Reproduce the listing below verbatim, every line of it, but leave out the picture.
====== Data for processing
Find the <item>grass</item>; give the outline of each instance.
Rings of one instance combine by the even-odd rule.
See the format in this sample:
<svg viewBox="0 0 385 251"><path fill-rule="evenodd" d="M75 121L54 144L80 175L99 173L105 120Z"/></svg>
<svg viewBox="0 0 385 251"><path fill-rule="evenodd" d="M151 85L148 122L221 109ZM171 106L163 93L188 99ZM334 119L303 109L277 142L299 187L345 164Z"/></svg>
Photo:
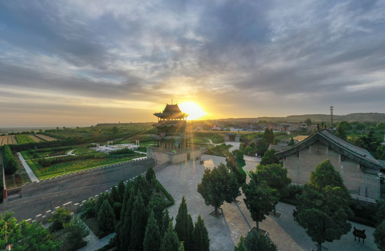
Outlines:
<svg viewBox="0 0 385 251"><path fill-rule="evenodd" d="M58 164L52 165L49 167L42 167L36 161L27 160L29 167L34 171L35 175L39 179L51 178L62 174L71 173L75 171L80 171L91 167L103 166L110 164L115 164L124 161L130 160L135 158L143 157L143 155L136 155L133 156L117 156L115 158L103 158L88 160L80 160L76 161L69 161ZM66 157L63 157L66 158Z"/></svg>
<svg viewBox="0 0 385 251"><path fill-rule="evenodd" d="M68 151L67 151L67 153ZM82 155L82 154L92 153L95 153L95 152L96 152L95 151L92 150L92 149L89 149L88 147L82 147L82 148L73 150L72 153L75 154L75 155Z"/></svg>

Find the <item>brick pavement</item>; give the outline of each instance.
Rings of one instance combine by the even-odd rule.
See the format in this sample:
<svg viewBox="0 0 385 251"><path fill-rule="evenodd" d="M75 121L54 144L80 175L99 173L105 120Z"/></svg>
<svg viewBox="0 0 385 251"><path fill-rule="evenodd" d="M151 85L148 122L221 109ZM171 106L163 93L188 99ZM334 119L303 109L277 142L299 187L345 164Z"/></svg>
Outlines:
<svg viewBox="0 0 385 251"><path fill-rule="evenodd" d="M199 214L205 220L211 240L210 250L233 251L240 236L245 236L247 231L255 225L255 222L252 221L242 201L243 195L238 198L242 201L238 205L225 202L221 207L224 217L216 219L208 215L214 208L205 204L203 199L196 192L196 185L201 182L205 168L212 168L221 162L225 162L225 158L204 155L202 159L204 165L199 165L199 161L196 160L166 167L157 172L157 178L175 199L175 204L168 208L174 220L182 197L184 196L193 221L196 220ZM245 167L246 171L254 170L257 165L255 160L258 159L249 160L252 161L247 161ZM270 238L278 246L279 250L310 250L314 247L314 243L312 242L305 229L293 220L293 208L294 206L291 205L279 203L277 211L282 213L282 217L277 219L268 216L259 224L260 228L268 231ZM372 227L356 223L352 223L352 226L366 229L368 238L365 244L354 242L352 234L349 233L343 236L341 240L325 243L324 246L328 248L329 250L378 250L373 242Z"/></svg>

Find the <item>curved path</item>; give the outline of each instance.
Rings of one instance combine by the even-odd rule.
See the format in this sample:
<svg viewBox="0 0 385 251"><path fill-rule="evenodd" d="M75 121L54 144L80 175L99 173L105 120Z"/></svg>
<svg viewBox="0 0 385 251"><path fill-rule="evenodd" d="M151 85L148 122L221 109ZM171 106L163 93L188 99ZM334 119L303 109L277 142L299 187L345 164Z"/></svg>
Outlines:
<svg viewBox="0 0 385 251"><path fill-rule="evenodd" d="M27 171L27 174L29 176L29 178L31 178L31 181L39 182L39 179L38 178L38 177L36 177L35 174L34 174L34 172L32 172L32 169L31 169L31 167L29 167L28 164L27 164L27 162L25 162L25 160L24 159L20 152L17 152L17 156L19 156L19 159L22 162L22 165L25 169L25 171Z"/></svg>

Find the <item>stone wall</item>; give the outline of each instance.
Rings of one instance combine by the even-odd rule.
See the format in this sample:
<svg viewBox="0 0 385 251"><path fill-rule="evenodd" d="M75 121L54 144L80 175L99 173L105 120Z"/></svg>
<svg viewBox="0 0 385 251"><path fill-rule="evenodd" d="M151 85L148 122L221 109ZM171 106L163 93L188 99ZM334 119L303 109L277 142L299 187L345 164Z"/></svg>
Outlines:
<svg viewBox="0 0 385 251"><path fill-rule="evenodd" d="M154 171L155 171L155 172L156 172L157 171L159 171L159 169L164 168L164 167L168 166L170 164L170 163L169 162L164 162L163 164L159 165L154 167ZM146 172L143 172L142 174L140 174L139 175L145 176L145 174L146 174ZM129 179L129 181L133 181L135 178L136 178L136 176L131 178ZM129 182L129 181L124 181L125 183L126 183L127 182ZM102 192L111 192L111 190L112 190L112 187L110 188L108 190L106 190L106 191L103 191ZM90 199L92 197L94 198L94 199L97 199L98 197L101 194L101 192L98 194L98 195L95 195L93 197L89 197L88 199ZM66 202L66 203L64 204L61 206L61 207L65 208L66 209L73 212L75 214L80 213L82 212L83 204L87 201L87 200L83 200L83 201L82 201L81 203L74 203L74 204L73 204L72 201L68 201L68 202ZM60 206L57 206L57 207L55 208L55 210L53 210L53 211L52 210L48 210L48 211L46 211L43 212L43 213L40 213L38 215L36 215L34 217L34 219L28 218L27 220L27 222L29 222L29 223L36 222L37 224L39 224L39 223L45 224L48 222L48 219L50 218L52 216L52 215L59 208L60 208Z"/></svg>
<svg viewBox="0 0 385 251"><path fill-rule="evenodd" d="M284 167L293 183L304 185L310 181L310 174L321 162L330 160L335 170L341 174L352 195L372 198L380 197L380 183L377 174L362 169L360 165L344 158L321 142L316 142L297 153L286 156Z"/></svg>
============
> The result:
Find the <item>grass</item>; give the outline of each instance.
Rings of one instance combine by the even-odd rule.
See the format in this sample:
<svg viewBox="0 0 385 251"><path fill-rule="evenodd" d="M75 121L54 144L80 175L99 173L105 120Z"/></svg>
<svg viewBox="0 0 385 251"><path fill-rule="evenodd" d="M151 85L148 122L221 109ZM171 106L163 93L188 99ZM334 119L303 109L277 142L299 187L345 164Z"/></svg>
Photo:
Outlines:
<svg viewBox="0 0 385 251"><path fill-rule="evenodd" d="M58 164L52 165L49 167L42 167L36 161L27 160L29 167L34 171L35 175L39 179L51 178L62 174L71 173L75 171L80 171L91 167L103 166L110 164L115 164L124 161L130 160L135 158L143 157L143 155L136 155L133 156L117 156L115 158L103 158L88 160L80 160L76 161L69 161ZM66 157L63 157L66 158Z"/></svg>
<svg viewBox="0 0 385 251"><path fill-rule="evenodd" d="M68 151L67 151L67 153ZM82 155L82 154L92 153L95 153L95 152L96 152L95 151L92 150L92 149L89 149L88 147L82 147L82 148L73 150L72 153L75 154L75 155Z"/></svg>

Find the <item>brick pavement</item>; give the outline of each instance.
Rings of one instance combine by the even-odd rule.
See the format in this sample:
<svg viewBox="0 0 385 251"><path fill-rule="evenodd" d="M75 121L54 144L80 175L99 173L105 120Z"/></svg>
<svg viewBox="0 0 385 251"><path fill-rule="evenodd" d="M151 85L148 122L221 109ZM171 106L163 93L188 99ZM334 119L303 109L277 142L299 187L345 164Z"/></svg>
Outlines:
<svg viewBox="0 0 385 251"><path fill-rule="evenodd" d="M199 214L205 220L211 240L210 250L233 251L240 236L245 236L247 231L255 225L255 222L252 221L242 201L243 195L238 198L242 201L238 205L225 202L221 207L224 217L216 219L208 215L214 208L205 204L203 199L196 192L196 185L201 182L205 168L212 168L221 162L225 162L225 158L204 155L202 159L204 165L199 165L199 161L196 160L166 167L157 172L157 178L175 199L175 204L168 208L174 220L182 197L184 196L193 221L196 220ZM245 167L246 171L254 170L257 165L255 160L258 159L249 160L252 161L247 161ZM270 238L278 246L279 250L310 250L314 247L314 243L312 242L305 229L293 220L293 208L294 206L291 205L279 203L277 211L282 213L282 217L277 219L268 216L259 224L260 228L268 231ZM372 227L356 223L352 223L352 226L366 229L368 238L365 244L354 242L352 234L349 233L343 236L341 240L325 243L324 246L328 248L329 250L378 250L373 242Z"/></svg>

Find the <item>curved path</item>; give the outline of each instance.
Rings of one instance combine by the even-odd rule.
See the format in this sample:
<svg viewBox="0 0 385 251"><path fill-rule="evenodd" d="M75 121L54 144L80 175L99 173L105 120Z"/></svg>
<svg viewBox="0 0 385 251"><path fill-rule="evenodd" d="M151 85L148 122L221 109ZM171 106L163 93L188 99ZM334 119L303 109L277 142L299 187L345 164Z"/></svg>
Outlines:
<svg viewBox="0 0 385 251"><path fill-rule="evenodd" d="M27 171L27 174L29 176L29 178L31 178L31 181L39 182L39 179L38 178L38 177L36 177L35 174L34 174L34 172L32 172L32 169L31 169L31 167L29 167L28 164L27 164L27 162L25 162L25 160L24 159L20 152L17 152L17 156L19 156L19 159L22 162L22 165L25 169L25 171Z"/></svg>

Find the <item>stone wall</item>; give the outline of each instance.
Rings of one instance combine by the even-odd rule.
See the format in this sample:
<svg viewBox="0 0 385 251"><path fill-rule="evenodd" d="M75 121L54 144L80 175L99 173L105 120Z"/></svg>
<svg viewBox="0 0 385 251"><path fill-rule="evenodd" d="M151 85L148 122L221 109ZM171 106L163 93L188 99ZM334 119L303 109L277 142L299 187L345 164Z"/></svg>
Outlines:
<svg viewBox="0 0 385 251"><path fill-rule="evenodd" d="M154 171L155 171L155 172L156 172L157 171L159 171L159 169L164 168L164 167L168 166L170 164L170 163L169 162L164 162L163 164L159 165L154 167ZM146 172L143 172L142 174L140 174L139 175L145 176L145 174L146 174ZM129 179L129 181L133 181L135 178L136 178L136 176L131 178ZM129 182L129 181L124 181L125 183L126 183L127 182ZM102 192L111 192L111 190L112 190L112 187L110 188L108 190L106 190L106 191L103 191ZM90 199L92 197L94 198L94 199L97 199L98 197L101 194L101 192L98 194L98 195L95 195L93 197L89 197L88 199ZM66 202L66 203L64 204L61 206L61 207L65 208L66 209L73 212L75 214L80 213L82 212L83 204L87 201L87 200L83 200L83 201L82 201L81 203L74 203L74 204L73 204L72 201L68 201L68 202ZM60 206L57 206L57 207L55 208L55 210L53 210L53 211L52 210L48 210L48 211L46 211L43 212L43 213L40 213L38 215L36 215L34 217L34 219L28 218L27 220L27 222L29 222L29 223L36 222L37 224L39 224L39 223L45 224L48 222L48 219L50 218L52 216L52 215L59 208L60 208Z"/></svg>
<svg viewBox="0 0 385 251"><path fill-rule="evenodd" d="M284 167L293 183L304 185L310 181L310 174L321 162L330 160L335 170L341 174L352 195L372 198L380 197L380 183L377 174L362 169L360 165L344 158L321 142L316 142L297 153L286 156Z"/></svg>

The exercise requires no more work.